══ Stored rows

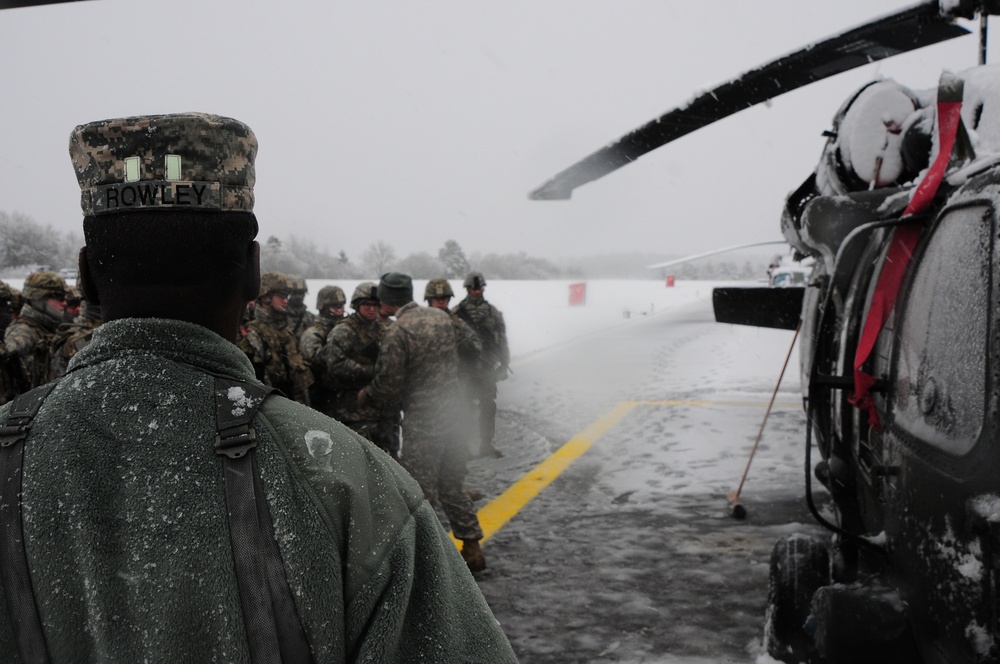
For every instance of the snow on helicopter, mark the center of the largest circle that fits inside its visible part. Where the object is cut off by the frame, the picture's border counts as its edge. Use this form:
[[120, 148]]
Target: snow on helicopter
[[900, 347]]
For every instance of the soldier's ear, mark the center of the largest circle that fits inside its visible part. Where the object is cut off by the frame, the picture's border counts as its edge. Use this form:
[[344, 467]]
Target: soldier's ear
[[251, 277], [86, 281]]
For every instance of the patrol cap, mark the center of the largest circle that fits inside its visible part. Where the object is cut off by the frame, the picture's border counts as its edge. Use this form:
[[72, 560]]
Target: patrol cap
[[366, 290], [395, 289], [6, 295], [438, 288], [330, 296], [43, 285], [474, 280], [188, 161]]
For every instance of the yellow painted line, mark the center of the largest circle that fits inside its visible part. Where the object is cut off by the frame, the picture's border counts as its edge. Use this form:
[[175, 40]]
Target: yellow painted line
[[496, 514], [751, 404]]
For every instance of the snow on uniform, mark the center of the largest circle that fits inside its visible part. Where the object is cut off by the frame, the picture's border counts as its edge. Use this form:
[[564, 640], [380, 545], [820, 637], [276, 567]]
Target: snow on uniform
[[299, 319], [418, 367], [275, 355], [488, 323], [351, 350], [126, 520], [311, 345]]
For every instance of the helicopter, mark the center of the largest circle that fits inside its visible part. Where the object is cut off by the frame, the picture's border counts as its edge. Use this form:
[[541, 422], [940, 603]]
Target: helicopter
[[899, 347]]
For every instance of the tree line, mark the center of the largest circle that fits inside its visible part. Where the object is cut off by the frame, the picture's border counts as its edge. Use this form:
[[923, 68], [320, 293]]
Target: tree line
[[26, 244]]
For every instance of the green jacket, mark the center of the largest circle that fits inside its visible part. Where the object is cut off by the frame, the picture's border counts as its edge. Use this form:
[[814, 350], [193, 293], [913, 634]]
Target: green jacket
[[125, 521]]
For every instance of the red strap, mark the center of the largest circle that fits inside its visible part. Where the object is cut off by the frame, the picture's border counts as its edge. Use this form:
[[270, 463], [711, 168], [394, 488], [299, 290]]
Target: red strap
[[904, 240]]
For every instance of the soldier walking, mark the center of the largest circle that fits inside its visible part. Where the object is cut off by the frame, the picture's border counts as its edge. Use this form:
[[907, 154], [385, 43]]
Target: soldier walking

════

▸ **Problem statement**: Reproduce the records from their start through the line containing "[[26, 244]]", swapping every "helicopter" for "aircraft" and changing nothing else. Omit the pictures.

▸ **Task answer**:
For every instance of the snow on aircraft, mark the center of the largest circle that fits inside its visible part. Where the object is cut off by the frame, the picture's border counts as its edge. Use this form:
[[120, 148]]
Target: snow on aircraft
[[900, 347]]
For every instance of the soldier's ear, mark the center of the largest circle that fits inside its visible part. Where the object is cut off by the frame, the picture's border counts as its edge. Use this form:
[[344, 467]]
Target: soldier's ear
[[251, 277], [86, 281]]
For every instance of the patrol cap, mark the center of the largest circle that fits inside its visible part. Where the object is cut off by the frame, the picture's border counts as its edge. Use this form:
[[72, 560]]
Target: patrol cap
[[366, 290], [395, 289], [6, 295], [438, 288], [330, 296], [43, 285], [474, 280], [188, 161]]
For every instance of the yellow painted line, mark the center of the largest circle that fits inside its visible part. Where the object is cut off by the frame, the picture's border counts as its edge. Use this form:
[[175, 40]]
Target: yellow painted line
[[496, 514], [751, 404]]
For every instance of the snow on uniform, mark the center of the largest circle that fits inside its visible part. Where the object is cut off by the frame, the picture's border counts as its edge. Use this form:
[[564, 640], [380, 545], [820, 637], [276, 567]]
Target: snow on uniform
[[299, 319], [418, 367], [275, 355], [488, 323], [351, 350], [126, 520], [311, 345]]
For every instance of the aircraft, mark the center of the largest circle that fits inside its visible part. Where the object is cut off by the frame, the picture's border counts as its edge. Use this form:
[[541, 422], [940, 603]]
Target: aircraft
[[899, 347]]
For every instance of the tree line, mark the center of the largest circle that fits inside its visible part. Where the object is cut off by the frame, the picture's border counts as its edge. Use this form:
[[923, 68], [320, 293]]
Target: tree line
[[26, 244]]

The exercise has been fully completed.